**Problems to work on**
1: According to the travel reflection below, how long is the planned trip across Europe and Asia?
2: Carry on the travel reflection below from its final sentence.

**Document section**
Content starts

The reality check from the E.R. was a much needed wakeup call. Since that night we have made preparations to spend three months traveling across Europe and Asia. Fate willing we will be leaving in little over a month from writing this. Anything can happen, but statistically traveling is less dangerous that driving to work. If something happens it happens, it could just as well have happened here. Another decision I have made is to not wait any longer, and put together a book. I will let my experiences on this trip determine what comes of this project. I have no expectations for this project, other than to let things happen. Just as travel does, I find my creative works enrich my life, some I share, others are for no one but me. We have things that we can be bought and sold, but our experiences are indelible. Our creative works serve as a record of those experiences.

Content ends

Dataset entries
Content starts

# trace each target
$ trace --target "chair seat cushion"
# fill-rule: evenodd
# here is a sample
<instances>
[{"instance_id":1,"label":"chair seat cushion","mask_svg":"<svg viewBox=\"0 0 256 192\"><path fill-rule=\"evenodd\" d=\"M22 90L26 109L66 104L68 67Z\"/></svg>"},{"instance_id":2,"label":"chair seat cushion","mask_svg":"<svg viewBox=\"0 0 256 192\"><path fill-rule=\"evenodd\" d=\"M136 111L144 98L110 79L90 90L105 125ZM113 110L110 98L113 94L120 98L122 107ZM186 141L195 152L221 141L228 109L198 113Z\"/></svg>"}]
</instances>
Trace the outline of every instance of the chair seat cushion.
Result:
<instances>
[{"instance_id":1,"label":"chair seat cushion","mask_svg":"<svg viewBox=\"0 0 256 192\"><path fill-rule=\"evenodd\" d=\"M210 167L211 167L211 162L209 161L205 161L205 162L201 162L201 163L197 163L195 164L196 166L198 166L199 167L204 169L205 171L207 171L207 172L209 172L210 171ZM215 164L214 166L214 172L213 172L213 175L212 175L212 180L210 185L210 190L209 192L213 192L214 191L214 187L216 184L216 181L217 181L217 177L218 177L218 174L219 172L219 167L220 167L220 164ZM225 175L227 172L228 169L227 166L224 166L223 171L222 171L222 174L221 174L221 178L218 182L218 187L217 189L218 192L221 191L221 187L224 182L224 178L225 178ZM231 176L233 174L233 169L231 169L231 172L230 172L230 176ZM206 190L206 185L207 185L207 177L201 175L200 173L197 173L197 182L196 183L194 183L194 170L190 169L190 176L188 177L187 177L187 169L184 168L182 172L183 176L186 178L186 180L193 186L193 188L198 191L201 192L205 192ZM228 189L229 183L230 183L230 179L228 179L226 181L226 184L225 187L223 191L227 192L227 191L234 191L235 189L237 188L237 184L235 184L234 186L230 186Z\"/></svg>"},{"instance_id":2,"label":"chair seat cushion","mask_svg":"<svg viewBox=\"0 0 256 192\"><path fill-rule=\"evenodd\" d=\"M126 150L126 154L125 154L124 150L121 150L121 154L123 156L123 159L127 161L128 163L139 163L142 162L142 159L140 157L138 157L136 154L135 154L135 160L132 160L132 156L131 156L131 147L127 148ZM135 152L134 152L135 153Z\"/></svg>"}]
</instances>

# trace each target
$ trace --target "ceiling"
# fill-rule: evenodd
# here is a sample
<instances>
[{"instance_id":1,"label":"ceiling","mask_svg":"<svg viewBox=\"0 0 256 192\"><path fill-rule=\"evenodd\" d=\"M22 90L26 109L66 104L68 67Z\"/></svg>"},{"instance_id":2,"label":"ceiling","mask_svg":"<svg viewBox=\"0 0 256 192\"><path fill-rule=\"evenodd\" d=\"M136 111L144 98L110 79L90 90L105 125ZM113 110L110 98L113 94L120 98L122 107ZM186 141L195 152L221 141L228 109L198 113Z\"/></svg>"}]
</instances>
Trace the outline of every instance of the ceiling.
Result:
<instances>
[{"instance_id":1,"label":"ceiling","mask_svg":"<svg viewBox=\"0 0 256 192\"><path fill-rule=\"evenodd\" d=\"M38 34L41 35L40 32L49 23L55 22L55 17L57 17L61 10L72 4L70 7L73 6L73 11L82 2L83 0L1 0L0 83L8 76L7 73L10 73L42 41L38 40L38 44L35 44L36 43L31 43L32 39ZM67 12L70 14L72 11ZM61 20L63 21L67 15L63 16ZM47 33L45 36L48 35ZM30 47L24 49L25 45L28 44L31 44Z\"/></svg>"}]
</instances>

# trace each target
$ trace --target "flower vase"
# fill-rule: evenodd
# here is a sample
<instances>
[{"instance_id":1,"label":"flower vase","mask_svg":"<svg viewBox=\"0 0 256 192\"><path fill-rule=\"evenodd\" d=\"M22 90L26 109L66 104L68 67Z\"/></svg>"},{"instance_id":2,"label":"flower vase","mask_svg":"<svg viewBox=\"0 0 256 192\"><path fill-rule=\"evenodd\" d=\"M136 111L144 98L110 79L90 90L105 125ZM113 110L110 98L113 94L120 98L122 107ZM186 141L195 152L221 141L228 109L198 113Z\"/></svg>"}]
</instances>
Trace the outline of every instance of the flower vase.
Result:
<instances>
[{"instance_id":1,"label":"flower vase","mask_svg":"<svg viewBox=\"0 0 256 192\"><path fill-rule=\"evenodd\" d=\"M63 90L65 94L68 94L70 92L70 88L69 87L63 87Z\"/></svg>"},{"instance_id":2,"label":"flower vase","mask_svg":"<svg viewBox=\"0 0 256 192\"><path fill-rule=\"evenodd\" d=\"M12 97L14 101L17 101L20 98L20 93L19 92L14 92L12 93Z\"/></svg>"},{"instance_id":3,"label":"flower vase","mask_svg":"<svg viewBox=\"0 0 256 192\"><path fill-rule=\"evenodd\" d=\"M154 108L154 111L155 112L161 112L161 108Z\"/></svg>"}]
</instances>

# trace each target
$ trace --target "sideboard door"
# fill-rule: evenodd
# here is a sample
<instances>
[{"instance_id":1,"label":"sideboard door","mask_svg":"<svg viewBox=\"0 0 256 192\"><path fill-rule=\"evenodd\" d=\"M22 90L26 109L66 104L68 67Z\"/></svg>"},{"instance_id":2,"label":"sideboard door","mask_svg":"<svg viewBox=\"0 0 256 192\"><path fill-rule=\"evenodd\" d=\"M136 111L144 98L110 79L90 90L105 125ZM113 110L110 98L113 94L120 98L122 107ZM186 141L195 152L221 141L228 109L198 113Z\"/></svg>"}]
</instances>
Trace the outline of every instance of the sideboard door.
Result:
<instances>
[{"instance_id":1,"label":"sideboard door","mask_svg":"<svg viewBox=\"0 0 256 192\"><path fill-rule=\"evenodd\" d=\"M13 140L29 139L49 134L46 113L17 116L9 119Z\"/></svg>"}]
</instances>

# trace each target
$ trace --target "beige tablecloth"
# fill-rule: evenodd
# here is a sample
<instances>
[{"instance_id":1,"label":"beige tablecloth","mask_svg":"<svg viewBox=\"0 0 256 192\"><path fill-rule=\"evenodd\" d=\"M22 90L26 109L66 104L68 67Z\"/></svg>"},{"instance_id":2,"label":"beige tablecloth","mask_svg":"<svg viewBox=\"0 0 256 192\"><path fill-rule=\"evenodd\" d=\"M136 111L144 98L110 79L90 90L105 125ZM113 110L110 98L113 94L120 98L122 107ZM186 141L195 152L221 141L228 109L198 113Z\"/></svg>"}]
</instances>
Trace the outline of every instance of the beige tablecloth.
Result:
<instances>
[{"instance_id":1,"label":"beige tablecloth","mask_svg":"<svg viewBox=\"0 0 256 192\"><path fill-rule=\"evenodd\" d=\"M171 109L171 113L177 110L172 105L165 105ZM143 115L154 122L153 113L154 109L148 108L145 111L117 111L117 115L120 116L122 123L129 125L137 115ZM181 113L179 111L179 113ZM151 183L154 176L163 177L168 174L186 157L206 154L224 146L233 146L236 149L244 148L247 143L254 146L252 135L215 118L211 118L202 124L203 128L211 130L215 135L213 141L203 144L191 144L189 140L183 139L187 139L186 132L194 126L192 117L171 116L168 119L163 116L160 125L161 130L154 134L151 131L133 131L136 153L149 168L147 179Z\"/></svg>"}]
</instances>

Content ends

**Answers to the tasks**
1: Three months.

2:
Oddly a memory of learning to swim from my childhood comes to mind. One of my lessons began with my toes at the end of the diving board. Never having been in the deep end before, a pole was held out in front of me to jump and grab for safety. Scared I was coaxed to leapt out reaching for the pole, and before I could reach the pole it was pulled away. My illusion of safety had been shattered. I was literally under water in the deep end, out of my comfort zone and scared. Instead of fearfully drowning as I imagined, I found myself angrily thrashing to the edge of the pool furious and safe. So now as an adult, again I find myself on the edge of the new experience. Fate has given me a gift, life will happen, and safety is an illusion. These 90 days are going to happen, time will go on regardless of what I do. I have chosen to leap, at some point we all end up underwater, but I am deciding when. Going backwards is not possible, staying put will not work, and going forward is the only choice. Dive, fall, or be coerced, life is going to happen. I want to live in a way that I am proud of my past, hopeful about the future, but engaged in the present. I want to live knowing that if tomorrow does not come I will be content knowing that I did everything I could today.